- _EXTRACTED TEXT_:
● ● ● ● ●
PyTorch version: 2.9.0+cu128
torch-neuronx version: 2.9.0.2.11.19912+e48cd891
NEURON_LOGICAL_NC_CONFIG: 1


## Configuration

Set the model parameters. For best performance on Trainium2, we recommend:

- `--target trn2`: Targets the Trainium2 hardware
- `--lnc 1`: Uses LNC=1, giving 8 logical cores on trn2.3xlarge (1 physical core per logical core)
- `--auto-cast matmult`: Enables BF16 for matrix multiplications (~60% faster, negligible accuracy impact)
- `--optlevel 2`: Standard compiler optimizations

### Why LNC=1?

Trainium2 supports two LNC modes:
- **LNC=1**: Each physical NeuronCore is one logical core (8 logical cores on trn2.3xlarge)
- **LNC=2**: Two physical NeuronCores form one logical core (4 logical cores on trn2.3xlarge)
● ● ● ● ●
- _DATASET EXCERPTS_:
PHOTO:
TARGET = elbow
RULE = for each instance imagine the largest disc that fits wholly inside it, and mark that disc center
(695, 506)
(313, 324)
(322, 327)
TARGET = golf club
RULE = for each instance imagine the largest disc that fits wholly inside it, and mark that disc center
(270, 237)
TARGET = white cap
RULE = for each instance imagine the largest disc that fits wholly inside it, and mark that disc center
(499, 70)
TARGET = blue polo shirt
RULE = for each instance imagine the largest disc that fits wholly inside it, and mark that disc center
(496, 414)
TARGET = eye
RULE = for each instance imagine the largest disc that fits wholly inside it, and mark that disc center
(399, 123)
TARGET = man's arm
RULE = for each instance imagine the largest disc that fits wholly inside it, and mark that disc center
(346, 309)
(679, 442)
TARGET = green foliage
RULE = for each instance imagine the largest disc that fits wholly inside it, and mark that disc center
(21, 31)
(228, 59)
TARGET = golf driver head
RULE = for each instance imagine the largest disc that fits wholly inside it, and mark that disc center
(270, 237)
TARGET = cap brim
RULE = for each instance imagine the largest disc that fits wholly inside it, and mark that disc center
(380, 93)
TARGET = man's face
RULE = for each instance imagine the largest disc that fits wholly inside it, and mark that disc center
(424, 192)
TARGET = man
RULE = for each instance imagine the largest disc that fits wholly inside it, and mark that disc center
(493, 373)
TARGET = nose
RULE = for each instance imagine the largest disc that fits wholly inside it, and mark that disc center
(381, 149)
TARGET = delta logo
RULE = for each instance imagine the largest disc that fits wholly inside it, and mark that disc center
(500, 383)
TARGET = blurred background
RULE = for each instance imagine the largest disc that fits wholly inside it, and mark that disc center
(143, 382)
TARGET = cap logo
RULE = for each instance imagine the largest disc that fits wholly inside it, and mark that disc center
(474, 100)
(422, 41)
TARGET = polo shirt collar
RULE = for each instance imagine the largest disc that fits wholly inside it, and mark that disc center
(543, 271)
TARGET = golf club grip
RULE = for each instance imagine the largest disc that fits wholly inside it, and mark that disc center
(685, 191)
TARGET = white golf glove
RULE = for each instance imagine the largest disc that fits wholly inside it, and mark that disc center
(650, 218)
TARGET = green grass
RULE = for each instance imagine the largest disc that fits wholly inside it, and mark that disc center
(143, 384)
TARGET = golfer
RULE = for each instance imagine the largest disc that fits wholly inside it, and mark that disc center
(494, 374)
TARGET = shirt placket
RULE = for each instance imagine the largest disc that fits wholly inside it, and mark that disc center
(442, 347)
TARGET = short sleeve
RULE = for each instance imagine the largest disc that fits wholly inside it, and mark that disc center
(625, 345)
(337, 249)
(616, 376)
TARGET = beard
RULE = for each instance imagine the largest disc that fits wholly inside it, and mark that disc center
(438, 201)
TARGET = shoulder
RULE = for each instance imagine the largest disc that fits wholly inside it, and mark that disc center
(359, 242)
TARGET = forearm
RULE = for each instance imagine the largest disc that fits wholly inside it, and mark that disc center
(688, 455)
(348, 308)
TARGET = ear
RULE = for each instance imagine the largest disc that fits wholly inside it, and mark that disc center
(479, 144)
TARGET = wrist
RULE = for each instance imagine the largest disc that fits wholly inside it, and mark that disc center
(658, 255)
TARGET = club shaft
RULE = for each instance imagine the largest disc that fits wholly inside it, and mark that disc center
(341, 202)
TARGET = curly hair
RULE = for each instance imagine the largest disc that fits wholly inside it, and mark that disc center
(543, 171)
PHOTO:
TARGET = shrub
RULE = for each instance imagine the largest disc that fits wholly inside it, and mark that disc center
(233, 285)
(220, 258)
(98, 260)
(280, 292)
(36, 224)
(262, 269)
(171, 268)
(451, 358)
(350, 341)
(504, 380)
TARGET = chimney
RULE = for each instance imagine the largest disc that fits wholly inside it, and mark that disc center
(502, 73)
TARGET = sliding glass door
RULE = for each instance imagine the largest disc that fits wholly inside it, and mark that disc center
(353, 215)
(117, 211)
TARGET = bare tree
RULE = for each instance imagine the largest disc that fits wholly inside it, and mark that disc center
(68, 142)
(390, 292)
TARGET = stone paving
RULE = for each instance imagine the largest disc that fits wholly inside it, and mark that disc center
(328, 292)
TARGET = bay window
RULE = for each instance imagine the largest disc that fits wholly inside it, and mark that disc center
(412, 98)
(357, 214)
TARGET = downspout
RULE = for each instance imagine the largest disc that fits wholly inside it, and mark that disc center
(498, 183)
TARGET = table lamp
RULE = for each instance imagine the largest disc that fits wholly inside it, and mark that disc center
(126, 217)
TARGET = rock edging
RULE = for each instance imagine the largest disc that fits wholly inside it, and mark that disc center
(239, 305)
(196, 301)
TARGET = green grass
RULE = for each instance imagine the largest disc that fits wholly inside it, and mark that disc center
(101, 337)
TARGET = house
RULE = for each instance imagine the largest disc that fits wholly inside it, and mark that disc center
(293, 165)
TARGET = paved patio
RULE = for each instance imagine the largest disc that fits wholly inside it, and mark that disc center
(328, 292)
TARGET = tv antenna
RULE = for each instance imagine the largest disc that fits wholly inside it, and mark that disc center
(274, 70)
● ● ● ● ●
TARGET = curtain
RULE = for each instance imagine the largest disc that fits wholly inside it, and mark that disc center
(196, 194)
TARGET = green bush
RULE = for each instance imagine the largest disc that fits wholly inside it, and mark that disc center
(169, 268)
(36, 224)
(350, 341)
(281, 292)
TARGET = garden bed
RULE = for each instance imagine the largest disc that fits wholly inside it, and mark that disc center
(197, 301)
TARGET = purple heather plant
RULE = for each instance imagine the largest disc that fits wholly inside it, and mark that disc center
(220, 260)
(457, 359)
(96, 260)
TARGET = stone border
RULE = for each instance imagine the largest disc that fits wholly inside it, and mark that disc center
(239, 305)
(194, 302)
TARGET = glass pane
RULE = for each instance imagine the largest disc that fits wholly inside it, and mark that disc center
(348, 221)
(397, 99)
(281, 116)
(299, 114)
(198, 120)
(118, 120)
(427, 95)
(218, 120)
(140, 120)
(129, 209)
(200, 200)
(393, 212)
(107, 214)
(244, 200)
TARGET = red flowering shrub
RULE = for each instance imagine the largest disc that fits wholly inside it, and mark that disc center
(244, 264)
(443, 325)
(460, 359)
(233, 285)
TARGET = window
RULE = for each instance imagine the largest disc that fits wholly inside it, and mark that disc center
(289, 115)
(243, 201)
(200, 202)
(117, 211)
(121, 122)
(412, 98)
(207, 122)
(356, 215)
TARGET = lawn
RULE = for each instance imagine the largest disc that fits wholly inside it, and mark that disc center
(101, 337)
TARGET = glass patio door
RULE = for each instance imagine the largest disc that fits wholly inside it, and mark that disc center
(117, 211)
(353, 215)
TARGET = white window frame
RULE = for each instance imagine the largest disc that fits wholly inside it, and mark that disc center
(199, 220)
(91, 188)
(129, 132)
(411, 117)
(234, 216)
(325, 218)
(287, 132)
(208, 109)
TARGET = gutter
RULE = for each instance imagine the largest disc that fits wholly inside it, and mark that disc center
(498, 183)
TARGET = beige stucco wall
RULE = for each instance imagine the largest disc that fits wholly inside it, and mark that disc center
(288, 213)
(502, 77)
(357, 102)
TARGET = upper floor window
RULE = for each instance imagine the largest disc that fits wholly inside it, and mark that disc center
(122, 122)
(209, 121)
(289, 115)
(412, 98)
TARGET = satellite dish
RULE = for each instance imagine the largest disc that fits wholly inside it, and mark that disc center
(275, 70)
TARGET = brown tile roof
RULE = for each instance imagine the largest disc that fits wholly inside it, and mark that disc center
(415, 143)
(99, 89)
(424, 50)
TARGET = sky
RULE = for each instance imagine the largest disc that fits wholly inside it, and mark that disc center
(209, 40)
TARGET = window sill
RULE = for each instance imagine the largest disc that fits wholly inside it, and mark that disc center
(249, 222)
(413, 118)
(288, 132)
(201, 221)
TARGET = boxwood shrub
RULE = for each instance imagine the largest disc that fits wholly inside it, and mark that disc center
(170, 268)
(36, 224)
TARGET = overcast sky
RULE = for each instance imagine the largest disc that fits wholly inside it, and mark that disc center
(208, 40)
● ● ● ● ●
- _BRIEF 1_:
Translate the sentence "Set the model parameters." from the Trainium2 configuration notes into Spanish.
- _BRIEF 2_:
From the Trainium2 configuration notes, extract the stretch from "## Configuration" through "per logical core)".
- _BRIEF 3_:
According to the Trainium2 configuration notes, why is the `--auto-cast matmult` setting recommended? Answer in one to three sentences.

- _EXERCISE RESPONSE 1_:
Configure los parámetros del modelo.

- _EXERCISE RESPONSE 2_:
## Configuration

Set the model parameters. For best performance on Trainium2, we recommend:

- `--target trn2`: Targets the Trainium2 hardware
- `--lnc 1`: Uses LNC=1, giving 8 logical cores on trn2.3xlarge (1 physical core per logical core)

- _EXERCISE RESPONSE 3_:
It enables BF16 for matrix multiplications, which makes them about 60% faster. The accuracy impact is negligible.